Goal of the exercise. Reproduce all the rows below with every occurrence of "Pins" changed to "Points" and nothing else altered. Omit the pictures from your output.

──────────────────────────────

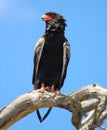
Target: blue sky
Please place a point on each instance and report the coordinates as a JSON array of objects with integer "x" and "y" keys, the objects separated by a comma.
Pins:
[{"x": 21, "y": 26}]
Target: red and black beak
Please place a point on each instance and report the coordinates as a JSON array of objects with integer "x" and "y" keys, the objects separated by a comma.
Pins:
[{"x": 47, "y": 17}]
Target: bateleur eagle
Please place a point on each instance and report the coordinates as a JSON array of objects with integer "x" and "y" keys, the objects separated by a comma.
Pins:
[{"x": 51, "y": 56}]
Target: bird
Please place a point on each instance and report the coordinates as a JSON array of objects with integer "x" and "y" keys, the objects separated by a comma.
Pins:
[{"x": 51, "y": 56}]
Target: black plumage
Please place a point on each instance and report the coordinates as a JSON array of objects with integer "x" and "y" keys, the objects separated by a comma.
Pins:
[{"x": 51, "y": 54}]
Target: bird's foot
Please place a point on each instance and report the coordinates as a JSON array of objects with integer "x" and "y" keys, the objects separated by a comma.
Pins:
[{"x": 53, "y": 88}]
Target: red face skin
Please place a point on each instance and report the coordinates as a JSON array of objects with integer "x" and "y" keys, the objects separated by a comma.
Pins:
[{"x": 47, "y": 17}]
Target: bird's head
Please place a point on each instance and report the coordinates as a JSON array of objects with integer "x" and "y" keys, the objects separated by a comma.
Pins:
[{"x": 54, "y": 21}]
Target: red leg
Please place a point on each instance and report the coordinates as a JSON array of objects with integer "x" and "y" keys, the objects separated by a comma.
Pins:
[
  {"x": 43, "y": 86},
  {"x": 53, "y": 88}
]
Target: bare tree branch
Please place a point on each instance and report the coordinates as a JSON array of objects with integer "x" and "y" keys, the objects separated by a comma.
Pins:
[{"x": 88, "y": 102}]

──────────────────────────────

Result.
Target: blue sky
Please place a point on each instance and report the coordinates as a JSON array of objects with integer "x" and "y" keys, the objects separated by a comma.
Points:
[{"x": 21, "y": 26}]
Target: red and black beak
Please place a point on each instance and report the coordinates as a JSON array of objects with integer "x" and "y" keys, the objects separated by a comma.
Points:
[{"x": 47, "y": 17}]
Target: bateleur eagle
Please place a point on each instance and report the coordinates as a JSON array of objects with integer "x" and "y" keys, the objects separated by a comma.
Points:
[{"x": 51, "y": 56}]
Target: bird
Please place a point on each instance and report the coordinates as a JSON array of objects with integer "x" and "y" keys, the objects separated by a comma.
Points:
[{"x": 51, "y": 56}]
Target: black plumage
Please place a point on each instance and report the coordinates as a JSON array of objects with integer "x" and "y" keys, the objects separated by a comma.
Points:
[{"x": 51, "y": 54}]
Target: bird's foot
Please place a point on each instance and report the coordinates as a JSON array of objects with integer "x" and "y" keys, the objects separated by a comma.
Points:
[{"x": 53, "y": 88}]
Target: red face skin
Please place a point on each instance and report the coordinates as a JSON array of objects with integer "x" and "y" keys, the objects separated by a comma.
Points:
[{"x": 47, "y": 17}]
Target: bird's head
Please place a point on each instance and report the coordinates as a JSON array of objects with integer "x" and "y" keys, the objects separated by a comma.
Points:
[{"x": 54, "y": 21}]
Target: red leg
Please place a point on each instance and report the coordinates as a JSON array of objects with integer "x" and "y" keys, the objects separated by a comma.
Points:
[
  {"x": 43, "y": 86},
  {"x": 53, "y": 88}
]
Target: bare tree branch
Please place a point on each instance and report the coordinates as a JSON array of objects with integer "x" and "y" keys, the objects separated by a comma.
Points:
[{"x": 88, "y": 102}]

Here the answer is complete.